» **Exercise instructions**
Reproduce word for word the lines of the material below, starting with the line that contains "of the maroon" and going on through the line that contains "pixel 100 555", both included.

═════ Entries

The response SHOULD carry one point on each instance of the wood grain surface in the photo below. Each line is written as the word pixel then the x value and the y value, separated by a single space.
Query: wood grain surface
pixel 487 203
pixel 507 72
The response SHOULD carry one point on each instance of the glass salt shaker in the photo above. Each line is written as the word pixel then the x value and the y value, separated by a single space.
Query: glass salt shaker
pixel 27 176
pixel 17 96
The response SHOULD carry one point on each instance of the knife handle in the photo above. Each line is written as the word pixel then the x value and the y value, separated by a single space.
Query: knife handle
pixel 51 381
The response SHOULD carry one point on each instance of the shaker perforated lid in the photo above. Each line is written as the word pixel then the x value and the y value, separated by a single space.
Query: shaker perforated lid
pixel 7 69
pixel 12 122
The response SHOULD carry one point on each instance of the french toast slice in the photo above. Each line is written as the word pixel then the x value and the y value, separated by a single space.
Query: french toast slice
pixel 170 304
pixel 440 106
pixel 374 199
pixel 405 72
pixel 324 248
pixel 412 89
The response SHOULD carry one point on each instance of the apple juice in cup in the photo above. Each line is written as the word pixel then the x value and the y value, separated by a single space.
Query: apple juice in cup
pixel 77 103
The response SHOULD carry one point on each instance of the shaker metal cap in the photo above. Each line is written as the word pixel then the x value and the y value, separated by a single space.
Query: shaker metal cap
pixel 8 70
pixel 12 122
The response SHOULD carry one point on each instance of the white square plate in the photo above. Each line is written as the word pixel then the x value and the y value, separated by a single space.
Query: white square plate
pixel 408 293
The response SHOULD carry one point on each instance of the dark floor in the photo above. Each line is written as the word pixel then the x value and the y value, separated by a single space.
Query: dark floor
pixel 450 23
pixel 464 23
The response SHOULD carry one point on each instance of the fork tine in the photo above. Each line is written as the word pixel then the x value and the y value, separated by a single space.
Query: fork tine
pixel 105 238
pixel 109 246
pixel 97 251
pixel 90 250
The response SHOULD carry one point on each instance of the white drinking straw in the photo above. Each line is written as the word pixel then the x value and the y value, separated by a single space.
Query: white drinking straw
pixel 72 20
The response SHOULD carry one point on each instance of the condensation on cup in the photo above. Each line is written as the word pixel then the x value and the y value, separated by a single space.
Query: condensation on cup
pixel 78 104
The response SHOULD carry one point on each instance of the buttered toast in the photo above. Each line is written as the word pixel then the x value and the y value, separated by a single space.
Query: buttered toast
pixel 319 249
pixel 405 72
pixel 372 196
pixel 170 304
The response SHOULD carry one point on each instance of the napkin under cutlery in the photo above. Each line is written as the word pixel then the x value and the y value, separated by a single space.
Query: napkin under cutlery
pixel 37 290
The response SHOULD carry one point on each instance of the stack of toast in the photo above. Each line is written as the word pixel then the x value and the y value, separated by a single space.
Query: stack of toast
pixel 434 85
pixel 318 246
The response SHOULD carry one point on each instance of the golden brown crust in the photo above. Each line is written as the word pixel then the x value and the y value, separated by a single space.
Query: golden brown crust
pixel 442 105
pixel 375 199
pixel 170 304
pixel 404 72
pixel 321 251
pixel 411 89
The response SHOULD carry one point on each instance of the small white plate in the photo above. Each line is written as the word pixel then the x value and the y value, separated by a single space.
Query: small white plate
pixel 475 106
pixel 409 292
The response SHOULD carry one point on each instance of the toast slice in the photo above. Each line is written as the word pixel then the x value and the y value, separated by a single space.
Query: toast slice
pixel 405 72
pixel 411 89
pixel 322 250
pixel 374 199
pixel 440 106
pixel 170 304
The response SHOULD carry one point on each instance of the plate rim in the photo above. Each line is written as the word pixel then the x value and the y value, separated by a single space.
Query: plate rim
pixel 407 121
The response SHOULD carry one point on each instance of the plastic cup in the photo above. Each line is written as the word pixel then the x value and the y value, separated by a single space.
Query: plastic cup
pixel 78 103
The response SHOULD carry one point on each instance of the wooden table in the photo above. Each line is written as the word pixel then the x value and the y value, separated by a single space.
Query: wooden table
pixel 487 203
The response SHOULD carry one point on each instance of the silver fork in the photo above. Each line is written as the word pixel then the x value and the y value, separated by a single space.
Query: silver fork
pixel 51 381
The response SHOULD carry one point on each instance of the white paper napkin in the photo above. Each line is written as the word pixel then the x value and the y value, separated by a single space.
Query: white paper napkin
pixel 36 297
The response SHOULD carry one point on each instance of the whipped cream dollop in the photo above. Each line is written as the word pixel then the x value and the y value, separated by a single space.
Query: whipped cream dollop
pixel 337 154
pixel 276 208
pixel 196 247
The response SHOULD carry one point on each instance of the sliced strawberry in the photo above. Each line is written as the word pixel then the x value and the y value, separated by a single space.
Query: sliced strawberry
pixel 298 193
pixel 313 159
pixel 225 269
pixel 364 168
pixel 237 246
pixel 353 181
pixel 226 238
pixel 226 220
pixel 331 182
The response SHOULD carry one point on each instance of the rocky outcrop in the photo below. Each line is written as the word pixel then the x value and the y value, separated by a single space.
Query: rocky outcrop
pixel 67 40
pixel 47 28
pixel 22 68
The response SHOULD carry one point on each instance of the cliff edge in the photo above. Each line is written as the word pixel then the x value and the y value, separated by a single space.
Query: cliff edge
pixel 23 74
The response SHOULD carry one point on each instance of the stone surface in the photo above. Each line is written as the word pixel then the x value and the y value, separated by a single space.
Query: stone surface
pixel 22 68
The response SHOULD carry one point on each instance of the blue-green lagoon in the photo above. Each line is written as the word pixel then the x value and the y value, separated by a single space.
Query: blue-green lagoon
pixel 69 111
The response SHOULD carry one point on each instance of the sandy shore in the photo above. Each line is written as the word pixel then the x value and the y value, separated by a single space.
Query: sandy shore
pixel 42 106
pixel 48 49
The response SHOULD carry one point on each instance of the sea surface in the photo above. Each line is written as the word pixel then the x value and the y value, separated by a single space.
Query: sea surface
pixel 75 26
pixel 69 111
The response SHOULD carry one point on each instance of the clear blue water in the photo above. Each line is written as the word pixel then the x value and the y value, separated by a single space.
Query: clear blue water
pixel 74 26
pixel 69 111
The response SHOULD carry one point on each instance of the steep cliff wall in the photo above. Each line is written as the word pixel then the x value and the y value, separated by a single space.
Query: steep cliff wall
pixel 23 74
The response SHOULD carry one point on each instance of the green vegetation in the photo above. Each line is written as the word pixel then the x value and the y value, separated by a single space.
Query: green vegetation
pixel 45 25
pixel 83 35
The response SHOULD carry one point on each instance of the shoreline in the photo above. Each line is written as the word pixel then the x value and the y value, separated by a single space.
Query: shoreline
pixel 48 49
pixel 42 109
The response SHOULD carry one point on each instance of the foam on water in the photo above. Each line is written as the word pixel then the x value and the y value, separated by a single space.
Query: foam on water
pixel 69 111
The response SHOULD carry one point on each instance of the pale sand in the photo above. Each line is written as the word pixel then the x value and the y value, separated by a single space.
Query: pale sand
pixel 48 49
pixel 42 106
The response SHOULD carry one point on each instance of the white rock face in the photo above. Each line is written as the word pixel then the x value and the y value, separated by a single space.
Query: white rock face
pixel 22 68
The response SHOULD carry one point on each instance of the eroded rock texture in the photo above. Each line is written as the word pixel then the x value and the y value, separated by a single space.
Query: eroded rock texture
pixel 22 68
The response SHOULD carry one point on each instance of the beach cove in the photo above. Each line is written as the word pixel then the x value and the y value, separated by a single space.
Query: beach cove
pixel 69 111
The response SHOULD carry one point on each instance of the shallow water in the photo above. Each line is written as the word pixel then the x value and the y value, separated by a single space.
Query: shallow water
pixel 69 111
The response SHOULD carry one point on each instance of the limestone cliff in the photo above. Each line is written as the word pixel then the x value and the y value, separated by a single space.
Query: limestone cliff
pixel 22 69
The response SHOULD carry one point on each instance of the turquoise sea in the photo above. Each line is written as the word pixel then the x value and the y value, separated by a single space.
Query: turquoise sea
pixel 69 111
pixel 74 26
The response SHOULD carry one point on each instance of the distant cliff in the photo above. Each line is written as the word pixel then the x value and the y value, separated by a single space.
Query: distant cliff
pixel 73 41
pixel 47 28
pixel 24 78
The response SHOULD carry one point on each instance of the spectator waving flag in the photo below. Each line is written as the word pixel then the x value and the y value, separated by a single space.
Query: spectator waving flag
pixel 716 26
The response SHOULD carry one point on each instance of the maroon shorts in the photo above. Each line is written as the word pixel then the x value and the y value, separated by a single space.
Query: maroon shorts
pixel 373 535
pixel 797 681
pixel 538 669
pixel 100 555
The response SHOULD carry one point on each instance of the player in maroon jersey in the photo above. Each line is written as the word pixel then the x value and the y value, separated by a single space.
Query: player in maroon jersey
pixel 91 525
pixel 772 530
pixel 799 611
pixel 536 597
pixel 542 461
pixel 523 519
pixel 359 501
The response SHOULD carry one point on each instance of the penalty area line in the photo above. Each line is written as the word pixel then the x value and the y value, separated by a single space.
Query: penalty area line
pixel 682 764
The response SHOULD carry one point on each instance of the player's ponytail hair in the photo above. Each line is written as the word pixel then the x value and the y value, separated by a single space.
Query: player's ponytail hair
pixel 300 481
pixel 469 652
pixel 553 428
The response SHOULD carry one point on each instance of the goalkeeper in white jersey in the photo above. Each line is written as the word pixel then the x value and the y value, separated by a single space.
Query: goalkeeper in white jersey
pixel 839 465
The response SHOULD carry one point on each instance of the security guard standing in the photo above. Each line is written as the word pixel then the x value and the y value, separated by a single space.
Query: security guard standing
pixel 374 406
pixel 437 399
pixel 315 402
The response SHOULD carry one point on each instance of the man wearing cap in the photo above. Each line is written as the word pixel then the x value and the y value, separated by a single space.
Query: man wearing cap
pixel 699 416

══════════

» **The reply**
The response SHOULD carry one point on each instance of the maroon shorts in the photo above. Each line is written as the word pixel then the x value and the y value, separated by a single space.
Query: maroon shorts
pixel 373 535
pixel 797 681
pixel 538 669
pixel 100 555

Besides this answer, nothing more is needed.